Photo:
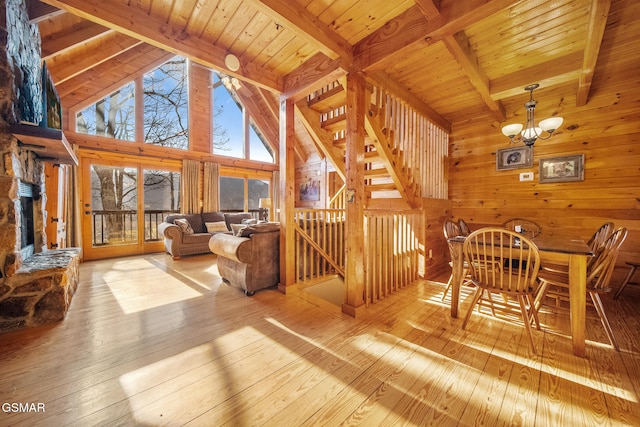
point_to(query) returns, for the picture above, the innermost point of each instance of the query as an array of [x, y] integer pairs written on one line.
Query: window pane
[[111, 117], [114, 201], [258, 149], [258, 189], [231, 194], [161, 198], [228, 127], [166, 105]]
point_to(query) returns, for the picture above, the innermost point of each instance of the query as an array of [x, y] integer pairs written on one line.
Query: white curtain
[[190, 186], [275, 196], [74, 212], [210, 202]]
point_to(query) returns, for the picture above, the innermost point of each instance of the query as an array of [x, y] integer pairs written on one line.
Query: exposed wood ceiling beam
[[68, 65], [391, 85], [459, 46], [39, 11], [429, 8], [138, 24], [296, 18], [57, 43], [411, 27], [91, 76], [597, 24], [316, 72], [551, 73]]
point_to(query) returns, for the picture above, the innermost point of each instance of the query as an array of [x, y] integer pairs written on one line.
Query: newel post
[[287, 194], [355, 241]]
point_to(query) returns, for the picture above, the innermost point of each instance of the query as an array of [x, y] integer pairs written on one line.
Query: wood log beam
[[140, 25], [551, 73], [39, 11], [458, 45], [411, 27], [296, 18], [59, 43], [317, 72], [68, 65], [429, 8], [597, 24], [89, 77]]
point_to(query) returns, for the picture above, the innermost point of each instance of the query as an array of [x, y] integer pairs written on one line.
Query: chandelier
[[531, 132]]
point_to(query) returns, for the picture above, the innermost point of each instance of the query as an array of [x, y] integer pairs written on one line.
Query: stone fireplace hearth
[[36, 284]]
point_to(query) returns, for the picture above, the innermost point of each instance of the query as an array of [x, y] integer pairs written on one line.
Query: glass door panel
[[114, 206], [161, 198]]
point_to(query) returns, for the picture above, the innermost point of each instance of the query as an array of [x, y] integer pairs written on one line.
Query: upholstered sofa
[[249, 260], [189, 234]]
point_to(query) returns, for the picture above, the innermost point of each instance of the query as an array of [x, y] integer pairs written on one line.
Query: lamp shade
[[551, 124], [265, 203]]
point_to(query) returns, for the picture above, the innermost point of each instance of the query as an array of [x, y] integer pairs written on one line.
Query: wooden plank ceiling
[[463, 59]]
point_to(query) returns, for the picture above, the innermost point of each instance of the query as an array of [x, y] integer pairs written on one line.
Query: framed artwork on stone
[[50, 101]]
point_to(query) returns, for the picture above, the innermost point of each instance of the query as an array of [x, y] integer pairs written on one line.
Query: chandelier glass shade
[[531, 132]]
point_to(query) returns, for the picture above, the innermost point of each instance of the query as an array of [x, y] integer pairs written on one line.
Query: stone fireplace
[[36, 284]]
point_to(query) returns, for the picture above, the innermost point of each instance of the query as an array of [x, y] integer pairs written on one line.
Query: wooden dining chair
[[528, 228], [464, 227], [504, 262], [600, 236], [555, 286], [452, 229]]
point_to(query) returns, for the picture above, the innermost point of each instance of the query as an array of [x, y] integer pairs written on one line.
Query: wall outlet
[[526, 176]]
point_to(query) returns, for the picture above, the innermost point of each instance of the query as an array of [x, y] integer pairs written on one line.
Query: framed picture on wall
[[310, 190], [562, 169], [514, 158]]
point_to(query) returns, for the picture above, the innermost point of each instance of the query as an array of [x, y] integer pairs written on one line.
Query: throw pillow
[[184, 225], [238, 229], [214, 227]]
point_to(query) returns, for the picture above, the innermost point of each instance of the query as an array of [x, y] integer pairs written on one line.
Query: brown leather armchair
[[249, 261]]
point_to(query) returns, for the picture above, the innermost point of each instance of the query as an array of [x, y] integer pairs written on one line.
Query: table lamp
[[265, 205]]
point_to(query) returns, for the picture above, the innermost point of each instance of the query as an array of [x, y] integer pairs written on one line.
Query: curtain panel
[[190, 186], [210, 199]]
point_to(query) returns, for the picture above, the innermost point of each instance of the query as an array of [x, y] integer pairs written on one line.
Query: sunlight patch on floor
[[146, 287]]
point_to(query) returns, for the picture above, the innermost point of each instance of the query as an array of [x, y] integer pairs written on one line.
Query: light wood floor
[[150, 341]]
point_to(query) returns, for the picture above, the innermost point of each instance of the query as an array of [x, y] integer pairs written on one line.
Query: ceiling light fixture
[[232, 62], [531, 132]]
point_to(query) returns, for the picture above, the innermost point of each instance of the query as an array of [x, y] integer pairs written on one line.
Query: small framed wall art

☆ ☆ ☆ ☆ ☆

Extract the full listing above verbatim; pictures are to be left out of the copy.

Answer to this exercise:
Photo:
point_to(query) returns, for the picture above, the innermost point of each instance of the query as an array of [x, y] integer pairs written on one line.
Query: window pane
[[111, 117], [114, 201], [258, 149], [258, 189], [231, 194], [161, 198], [228, 127], [166, 105]]
point_to(query) returns, for the picture above, the innermost point of each instance of the query as an array of [x, y] integer pairs written on one line.
Query: white curtain
[[190, 186], [275, 196], [74, 212], [210, 202]]
point_to(query) returns, for the picture above, the innermost point of each instance of the query as an array of [x, y] integer pairs written on one line.
Query: exposed wood ceiling beam
[[68, 65], [391, 85], [459, 46], [39, 11], [429, 8], [138, 24], [296, 18], [57, 43], [411, 27], [91, 76], [597, 24], [316, 72], [551, 73]]
point_to(query) returns, for the picture above, the innermost point of each instance of the query as an array of [x, y] integer pairs written on one line.
Query: newel post
[[287, 194], [355, 241]]
point_to(query) returns, for the picture above, the innermost point of each instance of the query as an array of [x, y] integer pairs written on one line.
Query: wood log beam
[[140, 25], [551, 73], [39, 11], [458, 45], [411, 27], [296, 18], [59, 43], [317, 72], [68, 65], [429, 8], [597, 24], [89, 77]]
point_to(query) returns, for the picture above, the innermost point of each instance of the query as an array of [x, y] integer pairs written on one line.
Query: chandelier
[[531, 132]]
point_to(query) returns, for the picture above, the innermost point of each instance of the query as an array of [x, y] integer pairs written on one line.
Query: stone fireplace hearth
[[36, 284]]
point_to(query) returns, for the picture above, the innermost point of each instance of the query as an array of [x, y] integer pairs written on one line.
Query: glass door panel
[[114, 206], [161, 198]]
point_to(query) returns, for the picture above, the innermost point of each instance of the query as an array of [x, y] integer pairs written on one line.
Query: upholstered sofa
[[249, 260], [189, 234]]
point_to(query) returns, for the picture above, the innermost point of each instance of the query as an array of [x, y] integer pairs written on one line.
Query: lamp shade
[[551, 124], [265, 203]]
point_to(query) returns, for the picture above, the innermost point of each instance of the query as an array of [x, y] integer pairs written on one line.
Query: wooden plank ceiling
[[463, 59]]
point_to(query) returns, for the picture above, the innermost point of each instance of the query as an array of [x, y] integer pairs written on one line.
Query: framed artwork on stone
[[50, 101]]
point_to(query) returns, for the picture above, the innermost point of each instance of the query as an array of [x, y] integer pairs written on one line.
Query: chandelier glass shade
[[531, 132]]
point_to(query) returns, for the picture above, the innermost point of each instance of the query as an array of [x, y] integer pairs written on one line.
Query: stone fireplace
[[36, 284]]
point_to(query) returns, for the picture above, the innermost point of each instance of the query as an array of [x, y] integer pairs written on one line.
Query: wooden dining chair
[[528, 228], [464, 227], [504, 262], [600, 236], [555, 286], [452, 229]]
point_to(query) returns, for the picture above, the innermost point of each instance of the query as an array of [x, y] integer pairs written on one line.
Query: wall outlet
[[526, 176]]
point_to(query) returns, for the picture above, the innermost point of each instance of the query as an array of [x, y] integer pairs written on one line.
Query: framed picture on wall
[[310, 190], [562, 169], [514, 158]]
point_to(query) returns, for the picture above, the innermost point of each instance of the query as an array of [x, y] integer pairs written on one line.
Query: throw pillow
[[184, 225], [238, 229], [214, 227]]
point_to(query) returns, for the picture above, the innermost point of each instance of the query as an array of [x, y] integer pairs written on one line.
Query: brown leather armchair
[[249, 261]]
point_to(query) returns, for the picture above, the innermost point of each instance of the query as an array of [x, y] integer pairs written on one line.
Query: table lamp
[[265, 205]]
point_to(query) returns, for the picture above, the innermost point of each instance of the query as an array of [x, y] integer pairs written on one line.
Query: curtain panel
[[190, 186], [210, 199]]
point_to(query) returns, for the picture above, the innermost point of each instance of the query as an array of [x, y] integer pairs written on one line.
Query: sunlight patch on floor
[[146, 287]]
point_to(query) returns, for the picture above, the innermost point of each instance of the query as an array of [x, y] integer pairs written on one line.
Query: light wood floor
[[150, 341]]
point_to(query) returns, for the picture above, the innermost point of each instance of the query as an array of [x, y] integer pairs written on one line.
Query: ceiling light fixture
[[232, 62], [531, 132]]
point_to(query) returns, for the picture above, the innermost point of each instance of the query as an array of [x, y] integer pairs written on one line.
Query: small framed wall art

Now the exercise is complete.